Records from a dataset
====
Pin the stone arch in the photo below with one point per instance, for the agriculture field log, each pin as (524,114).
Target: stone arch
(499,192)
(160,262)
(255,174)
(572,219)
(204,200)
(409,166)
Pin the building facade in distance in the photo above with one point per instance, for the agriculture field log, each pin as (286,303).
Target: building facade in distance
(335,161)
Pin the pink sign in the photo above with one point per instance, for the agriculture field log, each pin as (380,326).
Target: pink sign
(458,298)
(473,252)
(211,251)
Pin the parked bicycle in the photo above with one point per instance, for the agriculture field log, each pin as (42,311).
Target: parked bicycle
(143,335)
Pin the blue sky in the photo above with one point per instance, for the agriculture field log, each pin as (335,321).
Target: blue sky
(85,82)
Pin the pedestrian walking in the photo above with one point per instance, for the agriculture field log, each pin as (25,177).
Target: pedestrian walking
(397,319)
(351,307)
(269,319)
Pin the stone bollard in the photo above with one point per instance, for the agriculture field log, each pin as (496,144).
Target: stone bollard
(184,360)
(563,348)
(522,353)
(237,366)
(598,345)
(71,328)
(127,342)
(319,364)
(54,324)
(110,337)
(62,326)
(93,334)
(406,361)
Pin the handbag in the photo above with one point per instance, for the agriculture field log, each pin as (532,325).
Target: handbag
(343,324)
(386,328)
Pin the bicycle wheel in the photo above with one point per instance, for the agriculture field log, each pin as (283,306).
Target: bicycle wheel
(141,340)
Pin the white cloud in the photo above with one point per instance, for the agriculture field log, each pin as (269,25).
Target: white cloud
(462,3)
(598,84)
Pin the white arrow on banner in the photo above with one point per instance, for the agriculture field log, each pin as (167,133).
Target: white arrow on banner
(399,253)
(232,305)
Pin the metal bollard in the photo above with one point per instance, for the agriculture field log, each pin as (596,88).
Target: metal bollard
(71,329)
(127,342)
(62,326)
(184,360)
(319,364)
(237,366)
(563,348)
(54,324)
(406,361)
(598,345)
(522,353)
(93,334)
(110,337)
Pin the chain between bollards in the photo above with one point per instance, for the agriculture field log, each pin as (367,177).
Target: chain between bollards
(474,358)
====
Please make an exact copy of every record, leaving nothing out.

Pin the stone arch in the photo below with one point per instance, for the agriculture field log, each pin as (524,114).
Target: stone arch
(499,192)
(160,262)
(255,174)
(572,219)
(204,200)
(409,166)
Pin the building facade in distance in the photo above with one point per instance, for the agriculture field log, each pin as (286,303).
Target: building facade in distance
(335,161)
Pin the pink sign in the photo above with one point per instance, for the agriculture field log, each pin as (380,326).
Target: pink sign
(458,298)
(473,252)
(211,251)
Pin the parked bicycle in the photo above with one point per instance, for the agriculture field log, each pin as (42,311).
Target: parked bicycle
(143,335)
Pin the blue sky in the photo above with one point per instance, for the agriculture field log, each pin as (335,321).
Target: blue sky
(85,82)
Pin the pedestrian walking in the photo above with one point per instance, for the agriculture field log, each pin as (25,177).
Target: pedestrian walking
(397,319)
(351,307)
(269,319)
Pin the stone bollard in the photo above with one point per instance, for the agriculture field log, each pin as (496,144).
Target: stone bollard
(184,360)
(563,348)
(522,353)
(237,366)
(598,345)
(71,328)
(127,342)
(319,364)
(54,324)
(110,337)
(62,326)
(93,334)
(406,361)
Pin the handbag in the photo above with one point per instance, for the agriculture field log, each pin as (532,325).
Target: handbag
(343,324)
(386,328)
Pin the bicycle wheel in the photo above with one point per instance, for the agriculture field log, each pin as (283,306).
Target: bicycle wheel
(141,340)
Pin the white cloud in the photo above with one point per instance, for the agriculture field log, each pin as (269,25).
Target: white cloud
(462,3)
(598,84)
Pin the white arrow on banner in the photo above with one point per instance, for the agriculture field log, each pin as (167,133).
Target: white arrow on banner
(399,253)
(232,305)
Pin the metal bollard in the photo above with one point per instance, for the agriculture field log, each pin as (596,88).
Target: metal bollard
(71,329)
(127,342)
(62,326)
(184,360)
(319,364)
(237,366)
(563,348)
(54,324)
(406,361)
(598,345)
(522,353)
(93,334)
(110,337)
Pin the chain between bollards in the photo above with one point per instance, for the agriculture field log, each pin as (367,177).
Target: chain between bollards
(474,358)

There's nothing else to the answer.